**Data entries:**
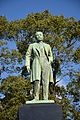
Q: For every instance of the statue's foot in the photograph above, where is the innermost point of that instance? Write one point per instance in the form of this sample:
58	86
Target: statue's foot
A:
34	100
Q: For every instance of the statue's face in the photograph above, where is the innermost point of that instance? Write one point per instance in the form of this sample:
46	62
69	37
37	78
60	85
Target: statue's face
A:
39	36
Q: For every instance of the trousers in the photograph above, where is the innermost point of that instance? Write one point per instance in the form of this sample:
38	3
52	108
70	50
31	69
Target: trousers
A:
45	72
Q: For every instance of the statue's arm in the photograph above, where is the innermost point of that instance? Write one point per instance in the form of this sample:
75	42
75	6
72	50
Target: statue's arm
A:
28	57
50	55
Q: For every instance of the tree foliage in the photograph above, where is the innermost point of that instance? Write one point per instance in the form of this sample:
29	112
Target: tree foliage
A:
17	92
63	35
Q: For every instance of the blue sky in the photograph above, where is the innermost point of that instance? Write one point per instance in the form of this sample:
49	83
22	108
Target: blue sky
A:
16	9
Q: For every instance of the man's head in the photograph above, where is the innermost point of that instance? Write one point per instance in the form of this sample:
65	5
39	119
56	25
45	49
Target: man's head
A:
39	36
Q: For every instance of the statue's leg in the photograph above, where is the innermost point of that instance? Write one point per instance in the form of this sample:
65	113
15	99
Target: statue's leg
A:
45	82
36	88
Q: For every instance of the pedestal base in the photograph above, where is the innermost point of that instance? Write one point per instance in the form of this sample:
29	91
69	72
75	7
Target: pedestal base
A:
43	111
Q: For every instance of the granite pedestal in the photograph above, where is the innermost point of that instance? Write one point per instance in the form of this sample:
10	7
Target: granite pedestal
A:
40	111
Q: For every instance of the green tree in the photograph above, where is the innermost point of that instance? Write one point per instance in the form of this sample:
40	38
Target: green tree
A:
63	35
17	92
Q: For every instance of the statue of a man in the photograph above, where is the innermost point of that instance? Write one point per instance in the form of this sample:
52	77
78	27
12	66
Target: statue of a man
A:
41	70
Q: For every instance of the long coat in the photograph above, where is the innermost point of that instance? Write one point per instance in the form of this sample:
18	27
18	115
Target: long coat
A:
33	53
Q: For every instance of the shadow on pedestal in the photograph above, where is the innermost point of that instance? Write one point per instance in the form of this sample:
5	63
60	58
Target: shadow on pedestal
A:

**Required work:**
Copy everything from the line containing "Q: For every instance of the pedestal" down to the end of the material, requests included, scaling every point coordinate in the answers by 1.15 and rounding to whole numbers with halves going up. Leave the numbers in the requests and their sample formats unchanged.

**Reply:**
Q: For every instance of the pedestal base in the photograph above, where is the innermost point of that instance? Write one point per instance in the form of this sample:
29	91
69	72
75	7
Target: pedestal base
A:
49	128
Q: For every instance of the granite pedestal in the photograph above, where is the innermost point of that instance? Write one point per instance in the form of this sample:
10	7
Target: granite pedestal
A:
46	128
Q: For every instance of the green tree in the photograph above, where is the innermost point of that instance? Write one point per instance in the form of this sample:
40	38
Target: green tree
A:
72	40
20	106
Q: For every instance of the statue of a man in the photograph above, where is the innermost point of that instance? Write one point per instance in the form of this sample:
52	77
78	27
12	66
Target: statue of a man
A:
47	81
Q: For every instance of the long coat in the photograph above, where is the innermost point of that instance? Write one point per instance in the form of this sample:
18	27
18	115
Target: long coat
A:
38	61
Q: For every instance of the shadow on pedestal in the photograph above, where is the innermost point of that instance? Write one point per instance in the form of this sample:
5	63
60	58
Target: shadow on pedestal
A:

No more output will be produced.